***** SELECTED EXTRACT *****

Meeting of the Primary health Care Study
Group in association with the Network of Hubs for Trials
Methodology Research
Topic
Complex Interventions in Trials and Assessing the
Generalisability of the Trial Findings
Date
May 9, 2011
Venue
Royal Statistical Society, Errol Street, London
Speakers
1. Emily Crowe (Coordinator - Network of Hubs for Trials
Methodology Research)
2. Aziz Sheikh (Centre for Population Health
Sciences, University of Edinburgh)
3. Walter Gregory (Cancer Division, Clinical
Trials Research Unit, University of Leeds)
4. Stephan Duffy (Wolfson Institute of
Preventive Medicine, Queen Mary’s, University of London)
5. Group Discussion - ALL
Summary
The following issues were identified during the group
discussion:
- Access to routine data – difficult and not
very open to researchers.
The datasets available need to be mapped
(includes primary care and hospital data sets)
- What can you reliably get from routine data
sets?

***** LISTED ENTRIES *****

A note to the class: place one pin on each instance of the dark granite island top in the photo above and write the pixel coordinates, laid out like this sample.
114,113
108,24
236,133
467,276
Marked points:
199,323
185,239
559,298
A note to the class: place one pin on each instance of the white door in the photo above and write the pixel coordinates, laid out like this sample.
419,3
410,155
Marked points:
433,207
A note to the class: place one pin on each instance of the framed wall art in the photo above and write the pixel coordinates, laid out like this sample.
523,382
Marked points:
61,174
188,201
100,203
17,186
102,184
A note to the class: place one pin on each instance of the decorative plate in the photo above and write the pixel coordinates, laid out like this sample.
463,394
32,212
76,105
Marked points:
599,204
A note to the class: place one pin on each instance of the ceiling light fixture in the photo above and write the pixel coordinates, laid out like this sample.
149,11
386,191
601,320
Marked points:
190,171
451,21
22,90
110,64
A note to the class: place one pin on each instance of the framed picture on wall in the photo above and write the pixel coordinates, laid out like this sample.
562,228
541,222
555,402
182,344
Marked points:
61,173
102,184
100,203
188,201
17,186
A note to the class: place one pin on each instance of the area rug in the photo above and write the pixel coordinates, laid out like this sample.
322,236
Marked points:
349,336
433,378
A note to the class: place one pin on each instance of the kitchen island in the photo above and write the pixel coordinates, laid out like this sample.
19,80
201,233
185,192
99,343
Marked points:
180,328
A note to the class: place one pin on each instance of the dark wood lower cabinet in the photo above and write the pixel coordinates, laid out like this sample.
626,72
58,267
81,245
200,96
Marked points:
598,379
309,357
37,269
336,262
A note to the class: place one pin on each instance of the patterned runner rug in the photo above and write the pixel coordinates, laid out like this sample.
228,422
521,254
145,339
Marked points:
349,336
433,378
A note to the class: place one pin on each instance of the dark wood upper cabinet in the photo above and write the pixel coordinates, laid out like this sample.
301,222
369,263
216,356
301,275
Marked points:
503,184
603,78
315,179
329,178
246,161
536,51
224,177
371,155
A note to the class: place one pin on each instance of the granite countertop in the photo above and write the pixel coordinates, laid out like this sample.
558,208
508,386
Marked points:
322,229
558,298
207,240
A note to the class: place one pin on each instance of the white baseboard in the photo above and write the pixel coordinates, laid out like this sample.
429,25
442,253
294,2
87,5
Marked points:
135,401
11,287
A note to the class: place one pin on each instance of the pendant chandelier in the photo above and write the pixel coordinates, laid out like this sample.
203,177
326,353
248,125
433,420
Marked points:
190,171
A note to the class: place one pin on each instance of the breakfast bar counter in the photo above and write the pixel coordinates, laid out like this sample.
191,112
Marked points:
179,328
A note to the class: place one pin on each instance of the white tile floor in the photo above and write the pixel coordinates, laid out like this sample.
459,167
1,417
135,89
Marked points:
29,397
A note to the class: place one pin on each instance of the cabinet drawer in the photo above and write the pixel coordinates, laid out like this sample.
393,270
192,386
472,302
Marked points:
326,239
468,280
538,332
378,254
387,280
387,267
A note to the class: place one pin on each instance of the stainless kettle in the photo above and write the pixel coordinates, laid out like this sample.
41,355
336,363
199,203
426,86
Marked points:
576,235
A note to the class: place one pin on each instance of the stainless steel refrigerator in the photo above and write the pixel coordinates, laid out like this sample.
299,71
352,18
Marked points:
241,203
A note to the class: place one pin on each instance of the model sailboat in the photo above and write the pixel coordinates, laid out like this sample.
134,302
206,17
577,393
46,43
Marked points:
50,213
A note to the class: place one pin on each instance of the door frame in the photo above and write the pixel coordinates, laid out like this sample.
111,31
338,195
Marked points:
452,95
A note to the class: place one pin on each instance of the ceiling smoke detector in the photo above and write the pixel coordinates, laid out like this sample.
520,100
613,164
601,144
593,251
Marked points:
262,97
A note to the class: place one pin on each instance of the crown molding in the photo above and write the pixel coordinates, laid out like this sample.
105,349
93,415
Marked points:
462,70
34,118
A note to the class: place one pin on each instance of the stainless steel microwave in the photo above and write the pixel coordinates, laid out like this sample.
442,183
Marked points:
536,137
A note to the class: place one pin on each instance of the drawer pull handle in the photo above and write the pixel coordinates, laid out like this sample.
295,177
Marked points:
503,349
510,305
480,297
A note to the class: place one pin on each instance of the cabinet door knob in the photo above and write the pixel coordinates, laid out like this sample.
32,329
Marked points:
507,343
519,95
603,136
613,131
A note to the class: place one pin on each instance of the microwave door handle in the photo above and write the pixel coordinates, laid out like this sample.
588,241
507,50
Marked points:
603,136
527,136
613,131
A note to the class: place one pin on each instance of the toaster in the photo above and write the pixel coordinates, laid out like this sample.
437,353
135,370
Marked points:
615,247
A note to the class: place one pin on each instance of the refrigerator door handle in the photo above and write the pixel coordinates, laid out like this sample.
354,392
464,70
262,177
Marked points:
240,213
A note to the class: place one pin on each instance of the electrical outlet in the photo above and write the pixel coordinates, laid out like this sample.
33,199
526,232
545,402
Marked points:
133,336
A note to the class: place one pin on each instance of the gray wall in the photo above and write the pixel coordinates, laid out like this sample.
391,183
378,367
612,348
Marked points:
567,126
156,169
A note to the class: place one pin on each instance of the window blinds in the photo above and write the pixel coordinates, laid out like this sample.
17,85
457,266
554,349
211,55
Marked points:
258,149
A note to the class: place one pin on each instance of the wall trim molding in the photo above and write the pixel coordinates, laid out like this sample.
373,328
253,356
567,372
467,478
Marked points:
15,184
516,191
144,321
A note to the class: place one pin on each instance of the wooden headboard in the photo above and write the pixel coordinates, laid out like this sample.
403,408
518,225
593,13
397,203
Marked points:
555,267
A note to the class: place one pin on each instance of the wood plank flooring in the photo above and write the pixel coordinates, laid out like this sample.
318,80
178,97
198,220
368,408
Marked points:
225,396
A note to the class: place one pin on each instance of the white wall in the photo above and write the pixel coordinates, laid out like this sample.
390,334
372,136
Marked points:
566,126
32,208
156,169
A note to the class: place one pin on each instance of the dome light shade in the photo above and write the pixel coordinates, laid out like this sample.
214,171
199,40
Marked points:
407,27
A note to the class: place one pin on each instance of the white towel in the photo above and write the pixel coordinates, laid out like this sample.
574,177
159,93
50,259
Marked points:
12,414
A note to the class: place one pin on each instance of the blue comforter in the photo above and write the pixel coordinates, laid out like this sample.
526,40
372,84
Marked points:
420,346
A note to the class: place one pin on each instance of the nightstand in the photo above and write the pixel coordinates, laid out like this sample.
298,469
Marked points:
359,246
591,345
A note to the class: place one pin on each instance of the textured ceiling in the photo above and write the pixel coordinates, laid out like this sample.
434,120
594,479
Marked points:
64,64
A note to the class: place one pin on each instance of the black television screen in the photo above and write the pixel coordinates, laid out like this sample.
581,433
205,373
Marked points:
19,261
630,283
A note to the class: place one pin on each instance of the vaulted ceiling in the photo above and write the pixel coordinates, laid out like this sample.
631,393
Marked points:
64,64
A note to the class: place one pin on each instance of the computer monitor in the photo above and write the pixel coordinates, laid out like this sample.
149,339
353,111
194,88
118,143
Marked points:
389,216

*****

**WORK REQUEST A**
Name each individual speaker listed in the meeting notes, leaving out the group discussion.
**WORK REQUEST B**
Extend the meeting notes with further issues from the group discussion, starting after the last point shown.

**ANSWER BOX A**
Emily Crowe
Aziz Sheikh
Walter Gregory
Stephan Duffy

**ANSWER BOX B**
- More expertise with working with data sets is
needed – who has knowledge of working with datasets? Work done in
one dataset needs to be validated in another dataset
- Need to develop more rigorous methods for
comparing data in a subset of routine data and GP reported
data.
- There are hundreds of complex interventions –
is there a way of looking at the intervention and not the disease
area as the intervention could be generaliseable? Is it possible to
do systematic reviews of similar complex interventions?
- We need software to model the effect of
different components but the problem is getting accurate data to
feed the models. Qualitative analysis to help identify what the
interventions are doing individually may help.